- _Text extract_:
CrossMappings.ccmMethod
ccm(source,
        target,
        timeseries_lengths;
        kwargs...) -> Vector{Vector{Float64}}

Algorithm

Compute the cross mapping between a source series and a target series over different timeseries_lengths.

Arguments

  • source: The data series representing the putative source process.
  • target: The data series representing the putative target process.
  • timeseries_lengths: Time series length(s) for which to compute the cross mapping(s).

Keyword arguments to crossmap

  • dim: The dimension of the state space reconstruction (delay embedding) constructed from the target series. Default is dim = 3.
  • τ: The embedding lag for the delay embedding constructed from target. Default is τ = 1.
  • η: The prediction lag to use when predicting scalar values of source fromthe delay embedding of target. η > 0 are forward lags (causal; source's past influences target's future), and η < 0 are backwards lags (non-causal; source's' future influences target's past). Adjust the prediction lag if you want to performed lagged ccm (Ye et al., 2015). Default is η = 0, as in Sugihara et al. (2012). Note: The sign of the lag η is organized to conform with the conventions in TransferEntropy.jl, and is opposite to the convention used in the rEDM package (Ye et al., 2016).
  • libsize: Among how many delay embedding points should we sample time indices and look for nearest neighbours at each cross mapping realization (of which there are n_reps)?
  • n_reps: The number of times we draw a library of libsize points from the delay embedding of target and try to predict source values. Equivalently, how many times do we cross map for this value of libsize? Default is n_reps = 100.
  • replace: Sample delay embedding points with replacement? Default is replace = true.
  • theiler_window: How many temporal neighbors of the delay embedding point target_embedding(t) to exclude when searching for neighbors to determine weights for predicting the scalar point source(t + η). Default is theiler_window = 0.
  • tree_type: The type of tree to build when looking for nearest neighbors. Must be a tree type from NearestNeighbors.jl. For now, this is either BruteTree, KDTree or BallTree.
  • distance_metric: An instance of a Metric from Distances.jl. BallTree and BruteTree work with any Metric. KDTree only works with the axis aligned metrics Euclidean, Chebyshev, Minkowski and Cityblock. Default is metric = Euclidean() (note the instantiation of the metric).

- _Listing_:
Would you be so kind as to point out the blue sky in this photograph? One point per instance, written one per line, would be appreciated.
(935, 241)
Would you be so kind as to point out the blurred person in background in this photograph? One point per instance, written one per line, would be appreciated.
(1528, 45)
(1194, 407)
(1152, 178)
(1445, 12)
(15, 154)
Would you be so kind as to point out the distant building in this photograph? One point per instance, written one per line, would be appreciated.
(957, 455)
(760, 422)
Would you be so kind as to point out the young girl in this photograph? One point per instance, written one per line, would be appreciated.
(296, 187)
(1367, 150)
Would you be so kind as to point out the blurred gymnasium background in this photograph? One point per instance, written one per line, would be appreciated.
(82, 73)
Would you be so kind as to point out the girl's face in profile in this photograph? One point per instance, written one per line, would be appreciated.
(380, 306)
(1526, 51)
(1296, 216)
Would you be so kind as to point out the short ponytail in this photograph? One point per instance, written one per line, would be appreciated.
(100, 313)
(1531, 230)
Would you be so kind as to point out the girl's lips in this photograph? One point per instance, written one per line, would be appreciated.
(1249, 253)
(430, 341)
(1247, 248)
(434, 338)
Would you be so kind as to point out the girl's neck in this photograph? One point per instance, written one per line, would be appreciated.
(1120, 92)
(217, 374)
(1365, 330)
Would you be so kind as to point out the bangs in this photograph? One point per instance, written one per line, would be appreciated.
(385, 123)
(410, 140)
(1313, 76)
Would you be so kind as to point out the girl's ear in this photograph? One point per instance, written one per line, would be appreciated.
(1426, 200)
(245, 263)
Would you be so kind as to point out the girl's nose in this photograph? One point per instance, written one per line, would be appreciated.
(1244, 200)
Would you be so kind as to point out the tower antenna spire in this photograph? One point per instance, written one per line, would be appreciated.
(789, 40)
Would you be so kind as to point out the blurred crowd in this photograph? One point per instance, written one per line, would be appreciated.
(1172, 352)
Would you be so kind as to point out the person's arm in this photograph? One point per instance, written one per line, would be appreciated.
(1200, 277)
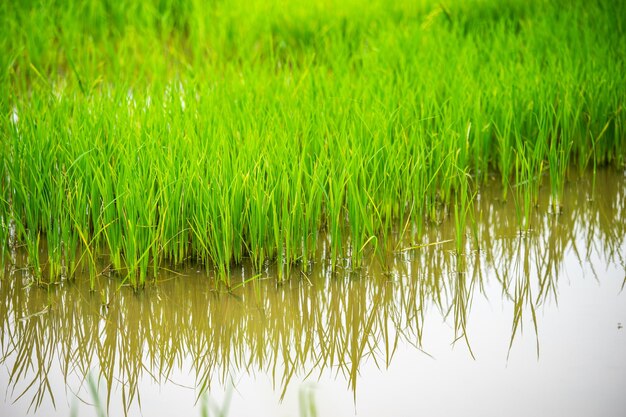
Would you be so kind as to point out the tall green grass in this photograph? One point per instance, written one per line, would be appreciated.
(162, 132)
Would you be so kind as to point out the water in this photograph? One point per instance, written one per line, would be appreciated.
(523, 323)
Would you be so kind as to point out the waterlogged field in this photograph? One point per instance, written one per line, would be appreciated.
(312, 201)
(530, 323)
(165, 132)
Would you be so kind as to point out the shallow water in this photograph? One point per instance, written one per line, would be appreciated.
(523, 323)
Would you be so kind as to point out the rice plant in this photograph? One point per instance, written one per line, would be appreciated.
(158, 133)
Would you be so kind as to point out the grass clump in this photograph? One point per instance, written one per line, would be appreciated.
(158, 132)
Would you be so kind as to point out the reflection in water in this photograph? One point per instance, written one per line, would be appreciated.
(323, 323)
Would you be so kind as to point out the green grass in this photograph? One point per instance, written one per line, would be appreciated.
(159, 132)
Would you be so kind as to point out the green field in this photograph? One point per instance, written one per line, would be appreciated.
(162, 132)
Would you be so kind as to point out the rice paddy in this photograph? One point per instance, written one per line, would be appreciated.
(162, 133)
(513, 318)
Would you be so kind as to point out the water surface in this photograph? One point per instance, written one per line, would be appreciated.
(523, 322)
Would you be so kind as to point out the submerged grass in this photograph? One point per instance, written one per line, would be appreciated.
(159, 132)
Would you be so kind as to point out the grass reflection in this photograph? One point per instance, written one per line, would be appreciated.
(329, 321)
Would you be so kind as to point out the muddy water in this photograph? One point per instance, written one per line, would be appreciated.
(522, 323)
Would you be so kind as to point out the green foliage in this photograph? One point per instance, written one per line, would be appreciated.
(163, 131)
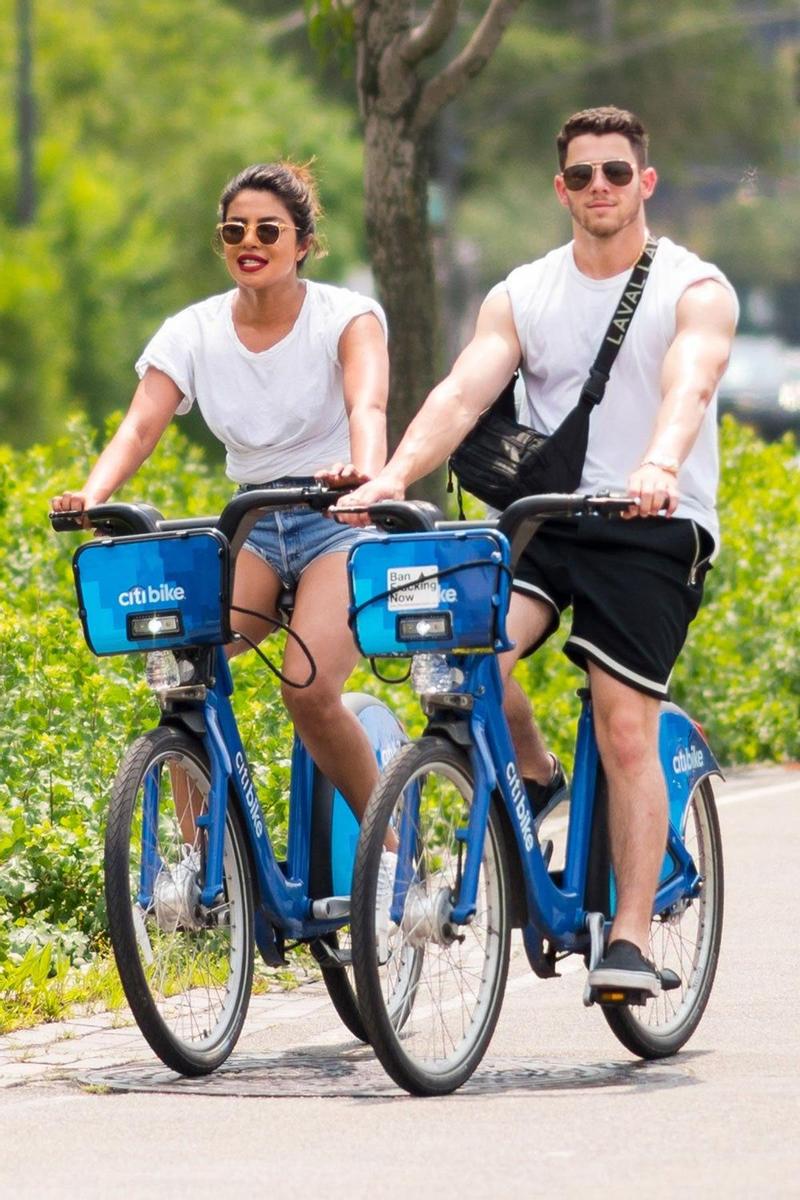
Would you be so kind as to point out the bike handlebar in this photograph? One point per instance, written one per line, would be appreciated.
(518, 522)
(235, 521)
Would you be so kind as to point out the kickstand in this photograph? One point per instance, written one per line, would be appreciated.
(596, 927)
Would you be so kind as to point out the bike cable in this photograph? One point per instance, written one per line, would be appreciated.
(290, 633)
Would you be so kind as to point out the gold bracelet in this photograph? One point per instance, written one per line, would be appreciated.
(665, 463)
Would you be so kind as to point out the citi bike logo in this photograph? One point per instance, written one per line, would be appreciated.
(166, 593)
(521, 805)
(686, 761)
(250, 793)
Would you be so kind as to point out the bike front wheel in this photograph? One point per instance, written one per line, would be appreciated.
(685, 940)
(429, 991)
(186, 970)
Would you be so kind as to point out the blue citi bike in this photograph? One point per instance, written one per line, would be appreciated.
(192, 882)
(470, 865)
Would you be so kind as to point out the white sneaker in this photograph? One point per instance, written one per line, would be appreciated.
(175, 893)
(384, 894)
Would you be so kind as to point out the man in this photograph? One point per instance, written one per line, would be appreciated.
(633, 585)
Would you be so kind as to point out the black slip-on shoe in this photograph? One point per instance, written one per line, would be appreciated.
(545, 797)
(624, 970)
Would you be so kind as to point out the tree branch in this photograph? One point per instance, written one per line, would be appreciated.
(431, 34)
(620, 53)
(455, 77)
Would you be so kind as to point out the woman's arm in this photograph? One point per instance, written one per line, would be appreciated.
(151, 409)
(365, 381)
(477, 377)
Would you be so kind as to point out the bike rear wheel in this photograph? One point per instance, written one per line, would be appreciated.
(429, 993)
(685, 940)
(186, 971)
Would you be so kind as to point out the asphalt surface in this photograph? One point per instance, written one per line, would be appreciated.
(557, 1107)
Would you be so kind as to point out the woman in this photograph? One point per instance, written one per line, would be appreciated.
(292, 376)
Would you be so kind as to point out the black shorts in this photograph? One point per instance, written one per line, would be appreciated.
(635, 586)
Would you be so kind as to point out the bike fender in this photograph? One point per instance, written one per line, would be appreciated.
(686, 759)
(190, 719)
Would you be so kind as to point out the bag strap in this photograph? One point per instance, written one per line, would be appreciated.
(594, 389)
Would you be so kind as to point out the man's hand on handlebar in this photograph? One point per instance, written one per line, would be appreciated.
(382, 487)
(656, 491)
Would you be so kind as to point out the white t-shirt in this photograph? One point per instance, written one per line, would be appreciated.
(277, 412)
(561, 316)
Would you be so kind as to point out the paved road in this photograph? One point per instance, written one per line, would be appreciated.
(558, 1104)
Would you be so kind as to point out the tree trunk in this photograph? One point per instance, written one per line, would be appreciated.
(396, 173)
(25, 115)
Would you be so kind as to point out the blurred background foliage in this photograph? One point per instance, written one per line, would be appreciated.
(67, 717)
(134, 118)
(136, 115)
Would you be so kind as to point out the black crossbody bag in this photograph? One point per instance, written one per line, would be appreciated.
(499, 461)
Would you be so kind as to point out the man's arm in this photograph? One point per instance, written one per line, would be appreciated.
(476, 379)
(692, 369)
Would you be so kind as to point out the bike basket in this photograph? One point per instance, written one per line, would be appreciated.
(420, 592)
(154, 592)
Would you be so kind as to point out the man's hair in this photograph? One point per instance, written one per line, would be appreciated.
(605, 120)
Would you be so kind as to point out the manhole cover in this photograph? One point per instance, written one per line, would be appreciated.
(356, 1073)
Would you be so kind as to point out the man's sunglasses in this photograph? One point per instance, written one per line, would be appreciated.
(268, 232)
(581, 174)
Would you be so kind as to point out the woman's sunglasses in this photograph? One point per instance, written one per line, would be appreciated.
(581, 174)
(268, 232)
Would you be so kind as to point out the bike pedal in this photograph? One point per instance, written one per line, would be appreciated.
(669, 981)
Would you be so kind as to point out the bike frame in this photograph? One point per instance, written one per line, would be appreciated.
(555, 901)
(282, 888)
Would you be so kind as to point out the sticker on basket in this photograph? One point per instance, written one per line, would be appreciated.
(422, 592)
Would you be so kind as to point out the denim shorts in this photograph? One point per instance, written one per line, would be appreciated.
(292, 539)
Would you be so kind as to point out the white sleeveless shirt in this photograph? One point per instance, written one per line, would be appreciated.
(561, 316)
(277, 412)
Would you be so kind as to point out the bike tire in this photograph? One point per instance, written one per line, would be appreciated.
(431, 1005)
(186, 973)
(685, 940)
(340, 983)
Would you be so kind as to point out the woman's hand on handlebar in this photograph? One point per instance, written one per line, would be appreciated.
(382, 487)
(74, 502)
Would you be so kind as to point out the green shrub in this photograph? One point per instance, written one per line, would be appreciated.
(66, 717)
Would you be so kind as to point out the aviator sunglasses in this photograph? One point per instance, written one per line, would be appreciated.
(581, 174)
(268, 232)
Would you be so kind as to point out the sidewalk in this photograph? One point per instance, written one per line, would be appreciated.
(94, 1042)
(64, 1049)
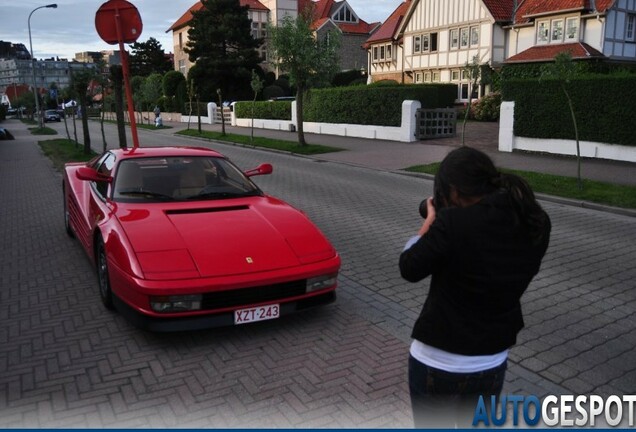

- _Set exercise_: Print the ccm documentation word for word, from "Keyword arguments to" down to "et al., 2016).". Use only the ccm documentation.

- _Written solution_:
Keyword arguments to crossmap

  • dim: The dimension of the state space reconstruction (delay embedding) constructed from the target series. Default is dim = 3.
  • τ: The embedding lag for the delay embedding constructed from target. Default is τ = 1.
  • η: The prediction lag to use when predicting scalar values of source fromthe delay embedding of target. η > 0 are forward lags (causal; source's past influences target's future), and η < 0 are backwards lags (non-causal; source's' future influences target's past). Adjust the prediction lag if you want to performed lagged ccm (Ye et al., 2015). Default is η = 0, as in Sugihara et al. (2012). Note: The sign of the lag η is organized to conform with the conventions in TransferEntropy.jl, and is opposite to the convention used in the rEDM package (Ye et al., 2016).